→ WHAT IS REQUIRED
Locate each line in the items below that contains the string "floor", and copy every such line in full. Case counts when matching.

→ EXTRACTED MATERIAL
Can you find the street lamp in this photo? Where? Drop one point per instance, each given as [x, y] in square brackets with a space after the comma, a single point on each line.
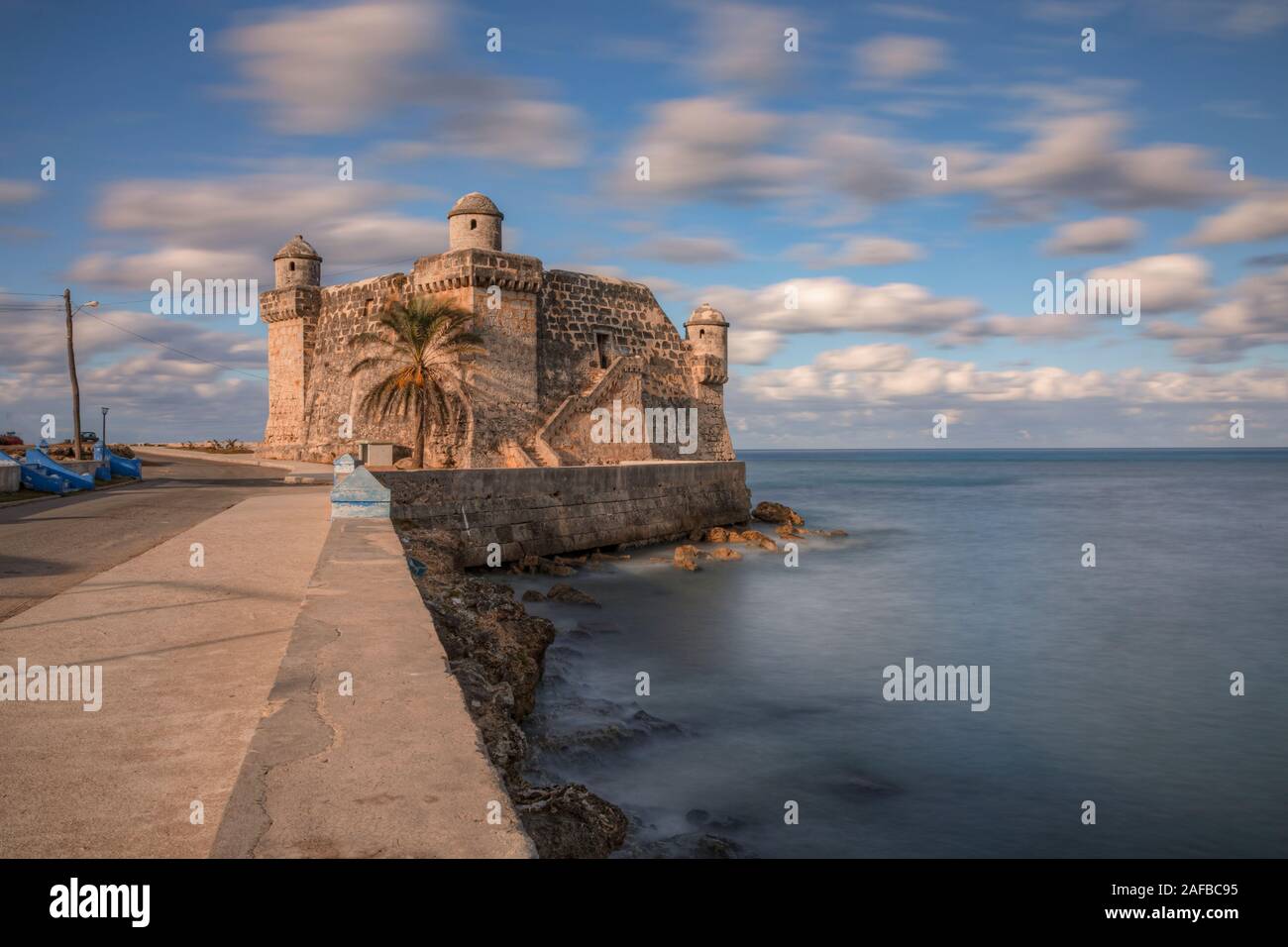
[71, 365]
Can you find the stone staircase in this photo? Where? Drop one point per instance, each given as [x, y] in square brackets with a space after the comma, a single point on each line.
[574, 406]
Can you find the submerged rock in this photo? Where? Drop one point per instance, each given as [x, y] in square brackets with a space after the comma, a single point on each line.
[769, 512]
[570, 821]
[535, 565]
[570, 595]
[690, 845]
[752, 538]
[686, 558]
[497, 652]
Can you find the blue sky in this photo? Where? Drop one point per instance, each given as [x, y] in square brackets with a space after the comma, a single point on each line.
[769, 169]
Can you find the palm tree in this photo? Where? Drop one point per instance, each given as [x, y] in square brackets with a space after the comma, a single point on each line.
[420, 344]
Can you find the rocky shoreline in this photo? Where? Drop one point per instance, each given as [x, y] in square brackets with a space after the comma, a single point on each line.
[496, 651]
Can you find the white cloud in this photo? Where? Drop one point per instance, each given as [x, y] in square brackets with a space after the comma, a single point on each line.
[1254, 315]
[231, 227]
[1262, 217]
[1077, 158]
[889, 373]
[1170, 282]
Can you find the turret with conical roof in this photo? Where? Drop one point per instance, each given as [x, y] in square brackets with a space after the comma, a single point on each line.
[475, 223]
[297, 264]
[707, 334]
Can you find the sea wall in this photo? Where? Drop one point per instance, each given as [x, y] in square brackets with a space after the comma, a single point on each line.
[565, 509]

==

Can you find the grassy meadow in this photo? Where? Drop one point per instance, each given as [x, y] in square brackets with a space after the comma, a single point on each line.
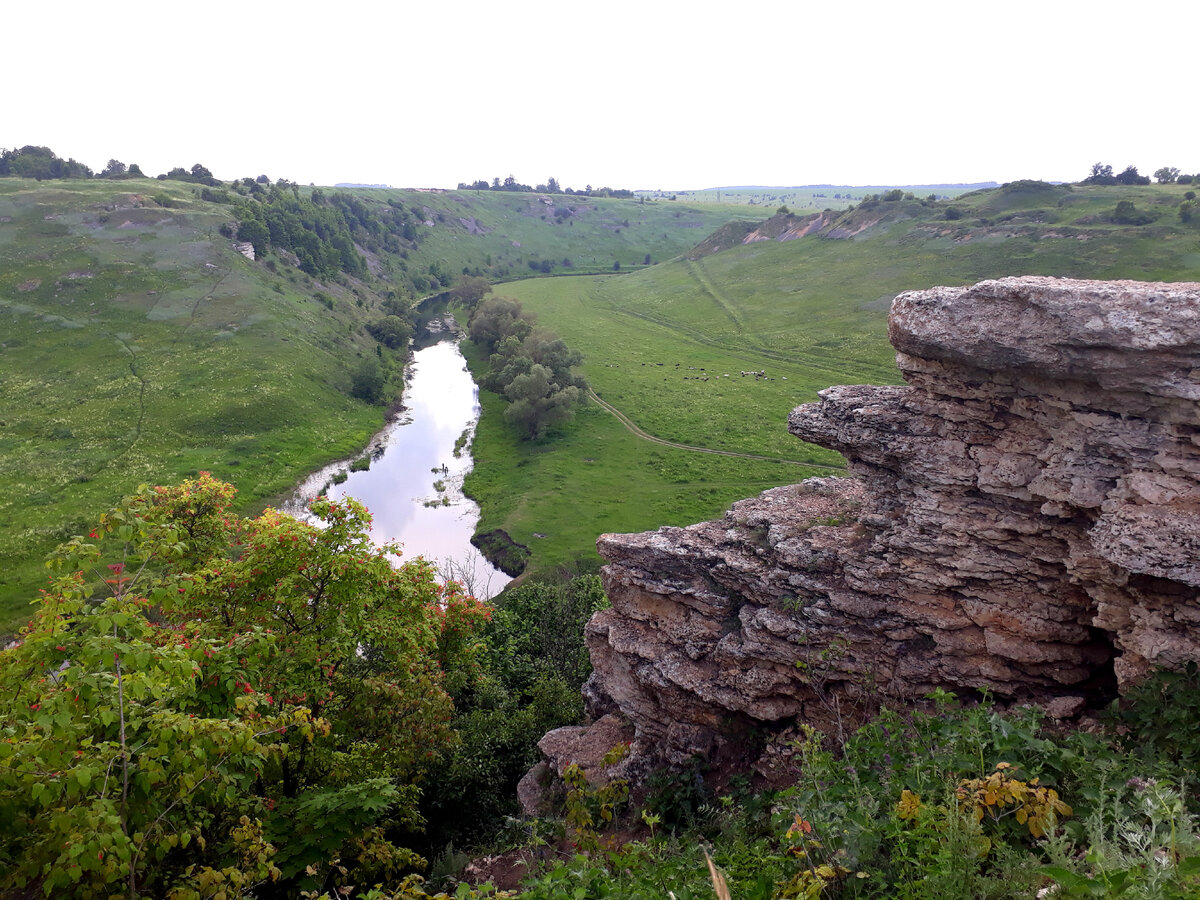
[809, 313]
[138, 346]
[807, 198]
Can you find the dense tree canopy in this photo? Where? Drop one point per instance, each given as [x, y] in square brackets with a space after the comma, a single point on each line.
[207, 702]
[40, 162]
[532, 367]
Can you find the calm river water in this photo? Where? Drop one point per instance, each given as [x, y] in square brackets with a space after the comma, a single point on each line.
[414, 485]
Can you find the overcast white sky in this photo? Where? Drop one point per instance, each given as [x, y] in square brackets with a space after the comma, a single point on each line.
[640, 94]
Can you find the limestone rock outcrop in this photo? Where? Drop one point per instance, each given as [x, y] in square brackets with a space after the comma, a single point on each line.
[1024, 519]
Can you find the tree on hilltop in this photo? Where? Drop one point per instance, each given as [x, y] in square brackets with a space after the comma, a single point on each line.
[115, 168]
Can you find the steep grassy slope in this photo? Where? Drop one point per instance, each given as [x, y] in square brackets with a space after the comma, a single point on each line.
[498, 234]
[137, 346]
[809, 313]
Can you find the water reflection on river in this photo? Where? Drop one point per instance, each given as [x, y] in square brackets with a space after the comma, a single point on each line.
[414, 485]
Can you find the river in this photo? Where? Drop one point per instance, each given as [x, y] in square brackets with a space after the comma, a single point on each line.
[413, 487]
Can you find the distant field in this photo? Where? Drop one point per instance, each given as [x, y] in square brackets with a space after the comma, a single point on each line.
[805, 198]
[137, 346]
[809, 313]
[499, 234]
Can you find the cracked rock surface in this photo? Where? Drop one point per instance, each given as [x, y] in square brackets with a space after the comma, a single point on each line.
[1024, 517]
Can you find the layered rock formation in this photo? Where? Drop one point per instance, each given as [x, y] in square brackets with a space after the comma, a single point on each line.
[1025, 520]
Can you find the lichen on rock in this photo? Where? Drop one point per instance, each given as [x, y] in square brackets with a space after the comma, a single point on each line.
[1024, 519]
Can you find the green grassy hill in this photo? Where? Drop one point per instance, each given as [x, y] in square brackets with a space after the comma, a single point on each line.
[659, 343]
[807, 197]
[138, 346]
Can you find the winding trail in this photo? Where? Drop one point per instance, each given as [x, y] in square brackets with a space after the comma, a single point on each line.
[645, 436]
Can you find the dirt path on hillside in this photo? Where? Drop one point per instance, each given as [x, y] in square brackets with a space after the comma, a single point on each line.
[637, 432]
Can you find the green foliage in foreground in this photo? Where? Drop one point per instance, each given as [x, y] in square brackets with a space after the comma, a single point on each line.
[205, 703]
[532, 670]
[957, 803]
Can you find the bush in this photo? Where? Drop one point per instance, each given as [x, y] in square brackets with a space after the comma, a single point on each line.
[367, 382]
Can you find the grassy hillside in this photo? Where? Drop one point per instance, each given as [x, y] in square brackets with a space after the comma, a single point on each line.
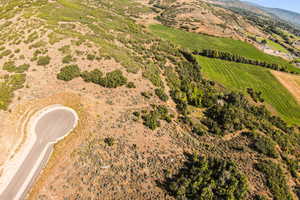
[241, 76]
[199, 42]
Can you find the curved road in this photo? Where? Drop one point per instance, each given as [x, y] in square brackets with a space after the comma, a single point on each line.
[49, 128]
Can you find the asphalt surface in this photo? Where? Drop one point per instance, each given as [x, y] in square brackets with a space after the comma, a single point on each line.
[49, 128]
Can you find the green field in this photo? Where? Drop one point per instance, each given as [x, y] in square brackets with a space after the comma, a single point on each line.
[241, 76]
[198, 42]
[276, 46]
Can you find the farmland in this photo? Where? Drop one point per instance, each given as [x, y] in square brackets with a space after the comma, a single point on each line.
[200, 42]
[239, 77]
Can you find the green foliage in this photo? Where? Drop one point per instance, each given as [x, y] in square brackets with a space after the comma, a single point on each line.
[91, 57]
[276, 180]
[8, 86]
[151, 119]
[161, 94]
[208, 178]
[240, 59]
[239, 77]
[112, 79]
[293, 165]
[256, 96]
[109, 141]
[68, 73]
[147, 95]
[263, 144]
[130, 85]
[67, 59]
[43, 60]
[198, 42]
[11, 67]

---

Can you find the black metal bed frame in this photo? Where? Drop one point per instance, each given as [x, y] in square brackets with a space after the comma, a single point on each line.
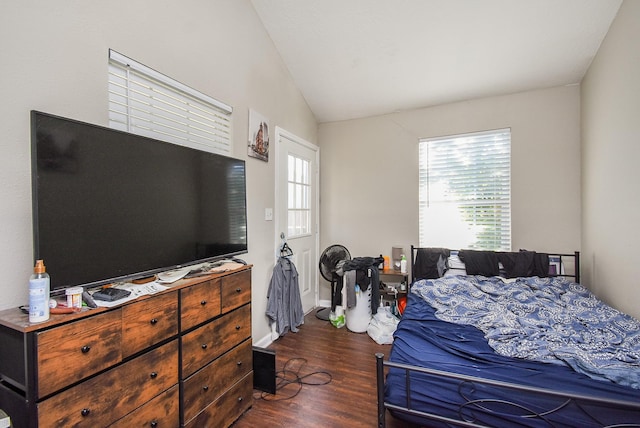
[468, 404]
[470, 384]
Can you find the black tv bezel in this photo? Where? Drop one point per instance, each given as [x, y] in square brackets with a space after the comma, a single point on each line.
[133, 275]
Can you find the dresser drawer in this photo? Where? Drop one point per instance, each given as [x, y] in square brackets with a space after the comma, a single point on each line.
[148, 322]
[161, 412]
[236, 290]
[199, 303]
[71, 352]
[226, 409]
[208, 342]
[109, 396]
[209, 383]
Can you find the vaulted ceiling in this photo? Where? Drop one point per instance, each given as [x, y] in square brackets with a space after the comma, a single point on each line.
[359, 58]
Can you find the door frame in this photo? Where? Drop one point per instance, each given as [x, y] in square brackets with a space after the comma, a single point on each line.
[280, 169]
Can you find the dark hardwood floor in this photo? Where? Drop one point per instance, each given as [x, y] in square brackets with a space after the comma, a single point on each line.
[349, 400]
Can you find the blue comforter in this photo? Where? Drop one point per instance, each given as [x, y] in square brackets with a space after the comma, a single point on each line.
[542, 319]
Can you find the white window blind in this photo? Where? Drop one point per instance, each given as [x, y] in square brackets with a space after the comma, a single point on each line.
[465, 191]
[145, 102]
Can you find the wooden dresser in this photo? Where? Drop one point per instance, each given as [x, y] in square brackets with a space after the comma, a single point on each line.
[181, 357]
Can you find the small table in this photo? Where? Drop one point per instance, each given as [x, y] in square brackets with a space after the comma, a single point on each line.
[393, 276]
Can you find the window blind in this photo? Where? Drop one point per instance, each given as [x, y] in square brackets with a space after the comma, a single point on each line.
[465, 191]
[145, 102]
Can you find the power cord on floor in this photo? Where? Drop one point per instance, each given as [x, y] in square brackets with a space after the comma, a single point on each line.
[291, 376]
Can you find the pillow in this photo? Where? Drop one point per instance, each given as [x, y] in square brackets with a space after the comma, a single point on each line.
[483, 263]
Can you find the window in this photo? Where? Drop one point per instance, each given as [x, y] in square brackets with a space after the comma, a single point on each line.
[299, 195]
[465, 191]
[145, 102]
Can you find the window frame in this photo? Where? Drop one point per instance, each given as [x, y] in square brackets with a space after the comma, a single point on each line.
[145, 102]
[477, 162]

→ WORKED ANSWER
Can you find the dark hardwood floor in this photo? Where? Drop one point per instance, each given as [x, y] in square brackets with a space after the comma, a single point on each line.
Can you find the power cord on floor in this photo? Where? Drop one point per instance, each given as [x, y] in square brackets with a space after the comma, a single point on each line.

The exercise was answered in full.